GOAL 1
Which lines in the records contain the string "each"? Return all of them in full, treating case as significant.

READING PASSAGE
·····

The treatment was not averse to showing storm and thunder with lighting
skills, vastly different from the oil-lamps and petromaxes of yesteryears.
Even the traditional puppet figures were much-improved versions now,
with multiple joints and better manipulations. The principal sustenance
of traditional groups, however, still comes from their shows at fairs
and festivals, and seldom from urban proscenium stages. Contemporary puppet theatre differs from traditional
groups in three important ways. First, the contemporary groups are not
hereditary in nature as traditional groups have been, but come from
many different professional backgrounds. Secondly, most such groups
started working inspired by the foreign puppet groups as well as the
puppet traditions in the country. Finally, all the contemporary groups
perform invariably on proscenium stages and have no carry-over of traditional
stage-sets. In West Bengal, contemporary puppetry began in the
forties with the artist Chittraprasad who had been painting the famine-scenes
of Bengal of that time. With his artistic background, he had a natural
talent for making puppets, which he utilised to put up some performances.
To him belongs the credit of starting non-traditional puppet theatre. The Puppets, starting in 1952 under Raghunath Goswami.

·····

GOAL 2
In the puppet theatre passage, what are the three ways contemporary puppet theatre differs from traditional groups?

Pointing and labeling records
·····

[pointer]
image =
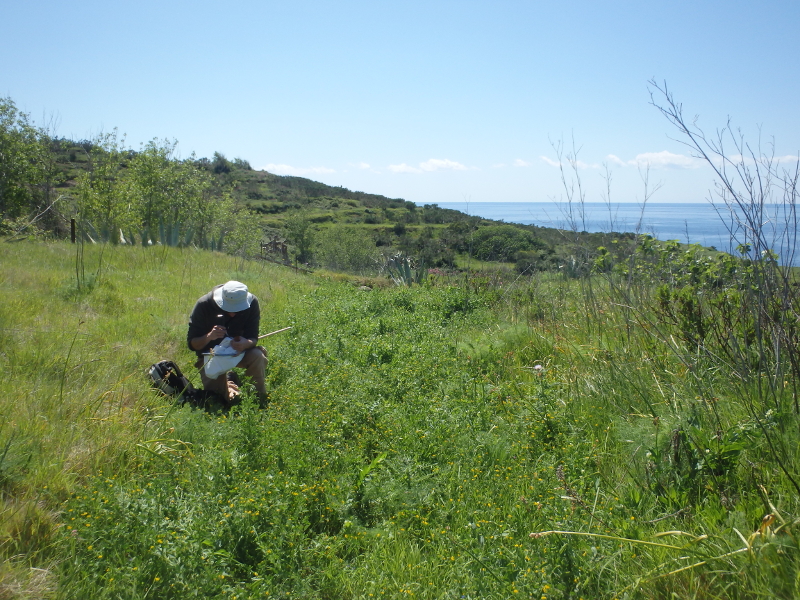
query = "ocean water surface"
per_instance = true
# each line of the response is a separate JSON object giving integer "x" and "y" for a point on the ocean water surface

·····

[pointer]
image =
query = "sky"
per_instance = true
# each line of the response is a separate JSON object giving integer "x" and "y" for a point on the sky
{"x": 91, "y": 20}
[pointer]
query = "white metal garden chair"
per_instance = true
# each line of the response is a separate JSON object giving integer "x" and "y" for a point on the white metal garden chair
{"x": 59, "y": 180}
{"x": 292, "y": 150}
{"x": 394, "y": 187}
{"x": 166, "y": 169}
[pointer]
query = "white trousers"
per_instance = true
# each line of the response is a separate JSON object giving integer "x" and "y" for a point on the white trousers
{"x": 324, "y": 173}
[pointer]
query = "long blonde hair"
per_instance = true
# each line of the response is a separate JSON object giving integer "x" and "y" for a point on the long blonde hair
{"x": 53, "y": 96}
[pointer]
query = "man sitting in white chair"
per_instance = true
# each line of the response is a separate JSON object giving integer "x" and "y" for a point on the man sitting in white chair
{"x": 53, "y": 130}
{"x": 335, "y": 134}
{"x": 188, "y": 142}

·····

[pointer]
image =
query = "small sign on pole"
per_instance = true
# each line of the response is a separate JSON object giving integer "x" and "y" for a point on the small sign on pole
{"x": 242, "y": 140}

·····

COMPLETE RESPONSE 1
# each line of the response is a separate JSON object giving integer "x" and "y" for a point on the ocean water surface
# each line of the response is a separate JSON object giving integer "x" and "y" for a point on the sky
# each line of the response is a separate JSON object giving integer "x" and "y" for a point on the white metal garden chair
# each line of the response is a separate JSON object giving integer "x" and "y" for a point on the white trousers
# each line of the response is a separate JSON object giving integer "x" and "y" for a point on the long blonde hair
# each line of the response is a separate JSON object giving integer "x" and "y" for a point on the man sitting in white chair
# each line of the response is a separate JSON object giving integer "x" and "y" for a point on the small sign on pole

COMPLETE RESPONSE 2
1. Contemporary groups are not hereditary; they come from many different professional backgrounds.
2. Most such groups started working inspired by foreign puppet groups as well as the puppet traditions in the country.
3. All contemporary groups perform on proscenium stages and have no carry-over of traditional stage-sets.